[Phrase grounding data]
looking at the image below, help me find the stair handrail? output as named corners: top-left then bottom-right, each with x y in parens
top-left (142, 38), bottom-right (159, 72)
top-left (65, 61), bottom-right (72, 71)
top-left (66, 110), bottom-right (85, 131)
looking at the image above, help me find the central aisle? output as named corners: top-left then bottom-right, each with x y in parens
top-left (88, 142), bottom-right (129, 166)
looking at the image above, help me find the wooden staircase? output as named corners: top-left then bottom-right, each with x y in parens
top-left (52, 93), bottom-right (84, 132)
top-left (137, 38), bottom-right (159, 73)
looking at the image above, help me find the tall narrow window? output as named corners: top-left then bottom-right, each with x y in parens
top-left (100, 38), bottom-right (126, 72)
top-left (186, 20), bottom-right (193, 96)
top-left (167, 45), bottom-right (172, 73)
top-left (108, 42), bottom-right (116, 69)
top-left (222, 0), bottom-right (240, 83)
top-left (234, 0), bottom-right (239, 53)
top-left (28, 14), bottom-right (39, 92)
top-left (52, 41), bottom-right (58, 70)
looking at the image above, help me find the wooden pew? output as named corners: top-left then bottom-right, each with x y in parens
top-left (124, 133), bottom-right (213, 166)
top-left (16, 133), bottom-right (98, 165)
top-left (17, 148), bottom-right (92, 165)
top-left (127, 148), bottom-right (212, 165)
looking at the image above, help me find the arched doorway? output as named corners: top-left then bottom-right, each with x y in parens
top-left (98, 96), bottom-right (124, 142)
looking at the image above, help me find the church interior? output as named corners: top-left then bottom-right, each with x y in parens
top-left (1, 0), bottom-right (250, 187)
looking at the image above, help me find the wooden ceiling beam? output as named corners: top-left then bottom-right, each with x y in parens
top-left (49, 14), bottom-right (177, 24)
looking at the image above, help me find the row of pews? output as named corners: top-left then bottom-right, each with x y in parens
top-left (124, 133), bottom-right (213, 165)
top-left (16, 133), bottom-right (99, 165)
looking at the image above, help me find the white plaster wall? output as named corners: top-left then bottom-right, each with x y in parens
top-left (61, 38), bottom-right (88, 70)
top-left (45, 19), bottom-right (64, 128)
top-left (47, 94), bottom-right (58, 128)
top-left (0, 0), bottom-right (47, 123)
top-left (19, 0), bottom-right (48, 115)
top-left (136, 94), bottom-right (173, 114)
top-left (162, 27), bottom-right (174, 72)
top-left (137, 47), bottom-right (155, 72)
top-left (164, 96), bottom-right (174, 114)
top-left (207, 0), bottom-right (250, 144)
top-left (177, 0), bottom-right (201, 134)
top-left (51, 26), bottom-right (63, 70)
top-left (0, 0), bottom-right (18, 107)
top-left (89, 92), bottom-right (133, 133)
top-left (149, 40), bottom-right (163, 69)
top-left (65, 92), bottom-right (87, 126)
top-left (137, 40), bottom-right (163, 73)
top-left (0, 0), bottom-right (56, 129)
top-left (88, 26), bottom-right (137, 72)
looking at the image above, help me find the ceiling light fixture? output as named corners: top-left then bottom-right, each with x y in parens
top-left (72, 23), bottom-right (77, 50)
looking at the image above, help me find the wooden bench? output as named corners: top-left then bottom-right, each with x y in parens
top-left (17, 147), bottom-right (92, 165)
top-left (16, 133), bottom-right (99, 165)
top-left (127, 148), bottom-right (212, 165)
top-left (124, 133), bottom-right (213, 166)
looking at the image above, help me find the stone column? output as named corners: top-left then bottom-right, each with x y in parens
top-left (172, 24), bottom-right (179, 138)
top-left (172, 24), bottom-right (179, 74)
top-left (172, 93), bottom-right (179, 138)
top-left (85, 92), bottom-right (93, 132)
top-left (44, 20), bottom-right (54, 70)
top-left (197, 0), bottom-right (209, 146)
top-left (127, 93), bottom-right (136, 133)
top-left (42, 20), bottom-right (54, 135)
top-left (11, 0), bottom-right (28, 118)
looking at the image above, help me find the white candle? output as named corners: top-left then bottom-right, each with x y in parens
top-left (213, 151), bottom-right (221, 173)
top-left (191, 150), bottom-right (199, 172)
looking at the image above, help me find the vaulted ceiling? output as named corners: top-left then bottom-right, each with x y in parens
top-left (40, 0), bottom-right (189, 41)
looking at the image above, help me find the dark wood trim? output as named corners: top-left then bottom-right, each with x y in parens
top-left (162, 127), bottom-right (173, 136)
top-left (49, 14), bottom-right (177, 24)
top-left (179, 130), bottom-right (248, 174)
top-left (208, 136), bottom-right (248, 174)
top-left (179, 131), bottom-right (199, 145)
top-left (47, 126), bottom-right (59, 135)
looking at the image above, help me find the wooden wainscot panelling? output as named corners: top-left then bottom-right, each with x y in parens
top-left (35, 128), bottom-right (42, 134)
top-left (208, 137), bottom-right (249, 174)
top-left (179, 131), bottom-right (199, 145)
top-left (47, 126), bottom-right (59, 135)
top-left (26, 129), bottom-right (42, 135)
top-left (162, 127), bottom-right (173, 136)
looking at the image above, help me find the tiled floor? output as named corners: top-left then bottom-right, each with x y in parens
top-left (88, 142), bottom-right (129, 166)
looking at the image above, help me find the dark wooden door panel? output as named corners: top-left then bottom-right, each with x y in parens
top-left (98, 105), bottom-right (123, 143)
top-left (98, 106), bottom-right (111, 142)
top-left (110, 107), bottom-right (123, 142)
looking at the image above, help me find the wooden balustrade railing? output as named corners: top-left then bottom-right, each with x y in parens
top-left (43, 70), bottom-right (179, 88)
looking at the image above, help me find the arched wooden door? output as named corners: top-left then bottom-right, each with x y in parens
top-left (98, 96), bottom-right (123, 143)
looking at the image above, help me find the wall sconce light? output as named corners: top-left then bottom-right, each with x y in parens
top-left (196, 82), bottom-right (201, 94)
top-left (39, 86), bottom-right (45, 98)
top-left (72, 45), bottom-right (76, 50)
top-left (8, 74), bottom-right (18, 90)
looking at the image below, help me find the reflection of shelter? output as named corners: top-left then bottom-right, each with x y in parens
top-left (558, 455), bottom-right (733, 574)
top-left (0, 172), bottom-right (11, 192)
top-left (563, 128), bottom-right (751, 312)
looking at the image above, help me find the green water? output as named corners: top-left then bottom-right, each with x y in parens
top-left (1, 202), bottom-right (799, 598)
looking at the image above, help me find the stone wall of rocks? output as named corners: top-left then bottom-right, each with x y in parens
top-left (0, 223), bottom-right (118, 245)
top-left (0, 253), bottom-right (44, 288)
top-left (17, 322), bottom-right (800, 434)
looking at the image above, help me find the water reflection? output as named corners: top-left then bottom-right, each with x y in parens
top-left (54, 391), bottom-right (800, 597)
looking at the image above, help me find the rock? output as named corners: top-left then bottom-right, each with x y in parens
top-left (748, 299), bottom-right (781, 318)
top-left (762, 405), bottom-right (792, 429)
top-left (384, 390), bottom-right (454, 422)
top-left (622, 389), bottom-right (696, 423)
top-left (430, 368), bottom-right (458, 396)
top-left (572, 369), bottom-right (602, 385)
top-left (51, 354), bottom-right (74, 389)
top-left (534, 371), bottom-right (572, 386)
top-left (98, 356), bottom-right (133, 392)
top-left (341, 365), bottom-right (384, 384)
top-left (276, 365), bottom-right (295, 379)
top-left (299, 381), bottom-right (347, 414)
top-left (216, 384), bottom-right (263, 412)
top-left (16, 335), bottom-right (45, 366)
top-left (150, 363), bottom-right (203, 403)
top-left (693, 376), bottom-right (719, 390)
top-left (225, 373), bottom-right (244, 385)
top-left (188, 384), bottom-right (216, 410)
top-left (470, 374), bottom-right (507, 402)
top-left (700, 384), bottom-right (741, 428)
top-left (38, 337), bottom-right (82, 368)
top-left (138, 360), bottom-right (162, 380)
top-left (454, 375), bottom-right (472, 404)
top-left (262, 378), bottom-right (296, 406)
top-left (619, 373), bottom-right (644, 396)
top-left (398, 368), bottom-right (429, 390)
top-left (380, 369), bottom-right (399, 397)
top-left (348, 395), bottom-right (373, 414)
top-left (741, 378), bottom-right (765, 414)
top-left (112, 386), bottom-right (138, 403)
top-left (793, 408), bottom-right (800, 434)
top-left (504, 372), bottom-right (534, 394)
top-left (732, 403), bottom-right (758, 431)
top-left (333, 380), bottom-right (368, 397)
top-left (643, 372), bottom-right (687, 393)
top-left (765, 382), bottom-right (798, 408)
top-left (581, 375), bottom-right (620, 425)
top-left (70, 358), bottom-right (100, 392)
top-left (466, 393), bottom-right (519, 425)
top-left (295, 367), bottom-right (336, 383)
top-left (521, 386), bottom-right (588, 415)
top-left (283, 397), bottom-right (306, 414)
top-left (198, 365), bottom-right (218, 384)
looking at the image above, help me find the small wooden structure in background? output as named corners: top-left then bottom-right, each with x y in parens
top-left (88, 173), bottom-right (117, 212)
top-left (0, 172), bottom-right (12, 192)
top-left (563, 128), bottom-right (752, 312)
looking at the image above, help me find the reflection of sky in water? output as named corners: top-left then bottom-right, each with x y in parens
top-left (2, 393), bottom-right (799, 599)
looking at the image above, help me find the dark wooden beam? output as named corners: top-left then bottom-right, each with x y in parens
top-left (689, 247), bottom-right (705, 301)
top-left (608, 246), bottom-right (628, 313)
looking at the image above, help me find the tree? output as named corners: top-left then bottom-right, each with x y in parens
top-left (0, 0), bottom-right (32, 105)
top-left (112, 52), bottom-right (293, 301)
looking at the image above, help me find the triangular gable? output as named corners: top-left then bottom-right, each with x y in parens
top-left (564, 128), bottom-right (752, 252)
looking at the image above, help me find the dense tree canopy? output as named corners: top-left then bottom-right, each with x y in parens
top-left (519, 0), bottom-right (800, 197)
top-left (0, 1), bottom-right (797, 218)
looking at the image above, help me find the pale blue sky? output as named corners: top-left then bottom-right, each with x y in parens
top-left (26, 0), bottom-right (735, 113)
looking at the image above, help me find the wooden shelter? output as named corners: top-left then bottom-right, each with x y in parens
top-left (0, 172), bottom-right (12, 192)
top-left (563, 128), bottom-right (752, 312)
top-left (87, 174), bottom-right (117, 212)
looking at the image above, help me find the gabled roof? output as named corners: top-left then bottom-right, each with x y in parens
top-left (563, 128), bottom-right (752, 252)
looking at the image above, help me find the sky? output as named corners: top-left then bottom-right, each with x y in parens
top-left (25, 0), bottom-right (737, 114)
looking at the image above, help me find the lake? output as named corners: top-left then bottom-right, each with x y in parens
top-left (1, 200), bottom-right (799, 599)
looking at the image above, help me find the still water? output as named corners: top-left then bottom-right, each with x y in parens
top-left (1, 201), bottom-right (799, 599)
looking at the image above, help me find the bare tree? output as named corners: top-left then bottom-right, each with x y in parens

» Your objective:
Your output must be the exact lines from the one containing "looking at the image above, help me find the still" through the end of the data above, both included, and nothing more.

» Completed task:
looking at the image above, help me find the still water? output as named corners: top-left then bottom-right, each with x y in parens
top-left (1, 201), bottom-right (799, 599)
looking at the image above, help me find the bare tree? output as named corners: top-left then bottom-right, each with x y in parens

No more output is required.